▶ Stated problem
Restate word for word the lines from the one containing "Reviewer note: confirm that every instance of the cap" through the end of the listing below, with both ends included.

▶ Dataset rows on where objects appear
>> BEGIN

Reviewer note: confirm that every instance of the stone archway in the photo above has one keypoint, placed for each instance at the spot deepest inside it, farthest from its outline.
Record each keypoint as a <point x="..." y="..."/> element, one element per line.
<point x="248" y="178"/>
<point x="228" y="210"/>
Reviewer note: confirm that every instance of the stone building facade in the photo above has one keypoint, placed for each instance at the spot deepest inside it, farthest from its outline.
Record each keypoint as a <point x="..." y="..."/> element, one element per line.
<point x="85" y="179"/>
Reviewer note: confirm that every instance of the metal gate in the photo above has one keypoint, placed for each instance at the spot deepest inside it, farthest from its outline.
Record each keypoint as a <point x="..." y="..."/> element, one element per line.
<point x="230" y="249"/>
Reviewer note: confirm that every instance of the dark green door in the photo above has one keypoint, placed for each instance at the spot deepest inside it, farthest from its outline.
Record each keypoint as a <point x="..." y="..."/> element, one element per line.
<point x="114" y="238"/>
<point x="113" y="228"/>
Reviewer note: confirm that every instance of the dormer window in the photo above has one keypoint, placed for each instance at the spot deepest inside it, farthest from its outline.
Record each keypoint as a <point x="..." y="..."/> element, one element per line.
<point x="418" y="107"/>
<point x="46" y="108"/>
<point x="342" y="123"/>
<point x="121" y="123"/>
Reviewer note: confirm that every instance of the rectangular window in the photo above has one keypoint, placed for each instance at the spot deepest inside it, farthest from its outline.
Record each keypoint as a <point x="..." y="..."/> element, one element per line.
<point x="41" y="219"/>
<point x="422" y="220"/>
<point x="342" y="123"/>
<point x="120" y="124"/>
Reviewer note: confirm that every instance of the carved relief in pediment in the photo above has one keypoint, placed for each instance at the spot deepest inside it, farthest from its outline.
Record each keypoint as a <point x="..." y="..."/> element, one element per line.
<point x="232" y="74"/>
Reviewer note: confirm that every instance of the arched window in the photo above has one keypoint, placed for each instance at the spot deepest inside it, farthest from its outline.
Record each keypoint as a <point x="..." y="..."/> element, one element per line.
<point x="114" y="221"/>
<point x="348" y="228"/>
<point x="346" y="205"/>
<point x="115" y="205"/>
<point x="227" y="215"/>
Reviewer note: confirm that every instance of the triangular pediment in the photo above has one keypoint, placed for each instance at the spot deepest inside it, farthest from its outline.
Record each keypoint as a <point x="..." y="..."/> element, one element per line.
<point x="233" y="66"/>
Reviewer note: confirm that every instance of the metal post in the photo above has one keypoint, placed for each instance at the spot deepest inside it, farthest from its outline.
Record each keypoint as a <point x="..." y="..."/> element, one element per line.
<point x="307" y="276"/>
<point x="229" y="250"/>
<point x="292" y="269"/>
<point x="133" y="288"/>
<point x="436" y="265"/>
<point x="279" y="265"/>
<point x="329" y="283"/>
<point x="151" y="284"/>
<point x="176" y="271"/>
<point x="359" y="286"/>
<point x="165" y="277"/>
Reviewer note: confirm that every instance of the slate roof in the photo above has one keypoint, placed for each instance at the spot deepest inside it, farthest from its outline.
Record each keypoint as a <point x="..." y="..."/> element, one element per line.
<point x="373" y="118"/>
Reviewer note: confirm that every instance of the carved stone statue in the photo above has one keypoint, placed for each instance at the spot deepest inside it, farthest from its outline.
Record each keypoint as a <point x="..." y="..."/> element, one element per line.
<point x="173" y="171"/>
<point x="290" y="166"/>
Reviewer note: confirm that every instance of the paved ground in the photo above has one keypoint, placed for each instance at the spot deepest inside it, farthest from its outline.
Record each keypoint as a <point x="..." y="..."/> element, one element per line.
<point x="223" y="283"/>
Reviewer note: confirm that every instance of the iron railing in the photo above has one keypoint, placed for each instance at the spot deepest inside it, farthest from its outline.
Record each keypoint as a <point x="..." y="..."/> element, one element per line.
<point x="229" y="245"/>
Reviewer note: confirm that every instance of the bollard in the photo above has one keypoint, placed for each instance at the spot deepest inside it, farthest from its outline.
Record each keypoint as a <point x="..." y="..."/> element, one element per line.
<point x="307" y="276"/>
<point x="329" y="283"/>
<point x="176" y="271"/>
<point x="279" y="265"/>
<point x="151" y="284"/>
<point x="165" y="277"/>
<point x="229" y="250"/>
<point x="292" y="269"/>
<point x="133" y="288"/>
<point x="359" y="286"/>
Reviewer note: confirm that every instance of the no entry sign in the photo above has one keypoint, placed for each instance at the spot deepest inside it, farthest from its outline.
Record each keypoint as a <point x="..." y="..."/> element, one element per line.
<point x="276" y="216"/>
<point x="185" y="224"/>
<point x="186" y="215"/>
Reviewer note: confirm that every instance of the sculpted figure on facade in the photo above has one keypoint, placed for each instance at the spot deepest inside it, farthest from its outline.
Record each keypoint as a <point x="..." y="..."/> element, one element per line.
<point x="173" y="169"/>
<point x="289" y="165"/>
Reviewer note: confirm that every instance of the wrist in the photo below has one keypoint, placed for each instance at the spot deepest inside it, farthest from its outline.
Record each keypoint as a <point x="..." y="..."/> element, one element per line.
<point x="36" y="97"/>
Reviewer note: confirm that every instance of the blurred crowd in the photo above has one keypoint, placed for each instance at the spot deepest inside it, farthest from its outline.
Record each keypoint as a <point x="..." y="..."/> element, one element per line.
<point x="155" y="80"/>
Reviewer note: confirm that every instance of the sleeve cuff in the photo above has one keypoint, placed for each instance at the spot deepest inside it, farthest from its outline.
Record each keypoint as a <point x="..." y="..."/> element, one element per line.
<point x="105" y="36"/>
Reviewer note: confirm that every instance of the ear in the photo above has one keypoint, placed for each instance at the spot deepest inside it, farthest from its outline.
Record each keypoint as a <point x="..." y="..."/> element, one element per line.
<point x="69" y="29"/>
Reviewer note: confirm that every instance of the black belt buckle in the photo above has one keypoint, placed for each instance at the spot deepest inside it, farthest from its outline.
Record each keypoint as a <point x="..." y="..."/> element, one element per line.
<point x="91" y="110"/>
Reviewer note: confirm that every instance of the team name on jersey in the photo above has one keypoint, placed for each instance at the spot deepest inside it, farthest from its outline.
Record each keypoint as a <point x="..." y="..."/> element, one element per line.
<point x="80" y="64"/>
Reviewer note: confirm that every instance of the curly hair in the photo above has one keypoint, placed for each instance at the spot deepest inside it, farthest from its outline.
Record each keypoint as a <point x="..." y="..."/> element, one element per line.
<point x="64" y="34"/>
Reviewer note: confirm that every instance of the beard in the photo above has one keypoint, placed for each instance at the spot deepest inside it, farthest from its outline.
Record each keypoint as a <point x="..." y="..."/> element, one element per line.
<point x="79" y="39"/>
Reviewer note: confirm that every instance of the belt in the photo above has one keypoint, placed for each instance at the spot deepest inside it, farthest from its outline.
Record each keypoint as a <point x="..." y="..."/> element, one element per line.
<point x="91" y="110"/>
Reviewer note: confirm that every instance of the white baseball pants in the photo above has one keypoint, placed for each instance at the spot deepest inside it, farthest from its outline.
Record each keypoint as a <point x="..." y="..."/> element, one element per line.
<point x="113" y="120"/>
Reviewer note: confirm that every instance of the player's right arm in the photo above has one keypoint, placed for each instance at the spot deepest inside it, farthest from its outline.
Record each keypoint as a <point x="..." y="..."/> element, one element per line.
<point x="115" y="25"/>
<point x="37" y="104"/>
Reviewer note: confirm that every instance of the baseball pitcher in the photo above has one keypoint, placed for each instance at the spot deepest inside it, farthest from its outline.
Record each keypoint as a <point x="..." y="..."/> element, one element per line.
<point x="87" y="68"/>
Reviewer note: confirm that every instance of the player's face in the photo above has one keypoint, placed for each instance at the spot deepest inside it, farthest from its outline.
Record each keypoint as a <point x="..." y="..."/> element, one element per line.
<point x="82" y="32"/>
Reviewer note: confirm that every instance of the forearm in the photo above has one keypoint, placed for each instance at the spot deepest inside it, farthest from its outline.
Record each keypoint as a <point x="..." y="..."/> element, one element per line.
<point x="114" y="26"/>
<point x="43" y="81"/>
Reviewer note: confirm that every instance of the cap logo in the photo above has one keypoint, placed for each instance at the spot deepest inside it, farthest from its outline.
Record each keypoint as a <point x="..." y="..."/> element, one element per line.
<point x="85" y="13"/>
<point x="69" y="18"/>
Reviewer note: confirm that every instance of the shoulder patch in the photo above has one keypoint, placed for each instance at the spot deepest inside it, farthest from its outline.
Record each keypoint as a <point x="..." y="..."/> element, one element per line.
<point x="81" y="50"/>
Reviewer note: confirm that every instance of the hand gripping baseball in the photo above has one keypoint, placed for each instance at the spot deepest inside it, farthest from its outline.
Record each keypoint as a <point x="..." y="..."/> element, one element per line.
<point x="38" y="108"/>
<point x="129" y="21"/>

>> END

▶ Solution to this problem
Reviewer note: confirm that every instance of the cap logo in the photo above has one keypoint, placed for each instance at the spot deepest inside it, farthest from its outline.
Record each keypoint as a <point x="..." y="..."/> element, one element per line.
<point x="85" y="13"/>
<point x="69" y="18"/>
Reviewer note: confirm that every instance of the shoulder patch in the photo above has one keypoint, placed for each instance at the spot deepest inside it, farthest from its outline.
Record each keypoint as a <point x="..." y="..."/> element, one element per line.
<point x="81" y="50"/>
Reviewer note: confirm that every instance of the hand gripping baseball in the photo above has one keypoint, placed for each instance at the spot deepest inside it, farthest from its outline.
Record each keypoint as a <point x="..." y="..."/> element, one element per line.
<point x="38" y="108"/>
<point x="129" y="21"/>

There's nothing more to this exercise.